During the first half of the term the relationship between the parties deteriorated and they began to negotiate a buy-out. Potter became ill before the negotiation was completed. Just before he returned to work, the Commission suspended him indefinitely with pay and delegated his powers and duties to another person. At the same time, it wrote to the Minister of Justice recommending that his employment be terminated for cause. It refused to give Potter any clear reason for the suspension.

Potter claimed that he had been constructively dismissed and sued. He lost at trial and at the Court of Appeal.

The Supreme Court of Canada had a completely different view and allowed the appeal.

The Supreme Court of Canada pointed out that in order to find that a constructive dismissal has taken place, the court must first identify an express or implied term of the contract that has been breached. The court will then determine whether or not that breach was sufficiently serious to constitute a constructive dismissal. The point of the exercise is to determine whether the employer’s conduct shows that it does not intend to be bound by the employment contract any longer.

The primary burden is on the employee to establish constructive dismissal but where an administrative suspension is at issue, as in this case, the burden will shift to the employer to show that the suspension was reasonable or justified. If the employer cannot do so, a breach will have been established and the employee will then have to satisfy the court that the breach substantially altered an essential term of the contract.

In this case, the contract had no express provision for a suspension. The Commission did have an implied authority to relieve Potter from his duties provided that it could show a business justification for doing so. The Commission could not show a business justification, for at least two reasons. Firstly, Potter was never given any reason for his suspension. To the court, an administrative suspension cannot be justified without basic level of communication with the employee. Secondly, the Commission’s claim that the suspension was simply to facilitate a buy-out was undercut by its own conduct, namely its letter to the Minister recommending a termination, the fact that Potter was replaced during a suspension period, and the fact that the suspension was indefinite.

(Point annotations for photos)
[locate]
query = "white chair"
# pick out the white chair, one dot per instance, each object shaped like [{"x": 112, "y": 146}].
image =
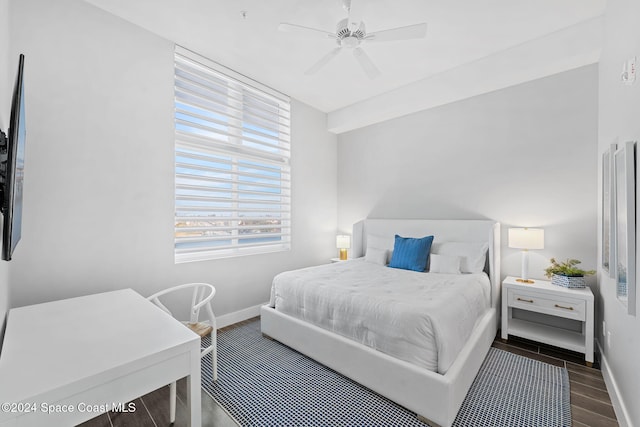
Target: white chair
[{"x": 201, "y": 297}]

## WRITTEN TASK 1:
In the case summary, turn the paragraph that begins "In this case, the contract had no express provision" into a short list that keeps its main facts.
## WRITTEN TASK 2:
Reproduce the case summary word for word from "During the first" to "Court of Appeal.".

## CORRECT ANSWER 1:
- The contract had no express provision for a suspension.
- The Commission had implied authority to relieve Potter of his duties if it could show a business justification.
- It could not show one, for at least two reasons:
  - Potter was never given any reason for his suspension, and an administrative suspension cannot be justified without a basic level of communication with the employee.
  - The Commission's claim that the suspension was meant to facilitate a buy-out was undercut by its own conduct: its letter to the Minister recommending termination, the replacement of Potter during the suspension, and the indefinite length of the suspension.

## CORRECT ANSWER 2:
During the first half of the term the relationship between the parties deteriorated and they began to negotiate a buy-out. Potter became ill before the negotiation was completed. Just before he returned to work, the Commission suspended him indefinitely with pay and delegated his powers and duties to another person. At the same time, it wrote to the Minister of Justice recommending that his employment be terminated for cause. It refused to give Potter any clear reason for the suspension.

Potter claimed that he had been constructively dismissed and sued. He lost at trial and at the Court of Appeal.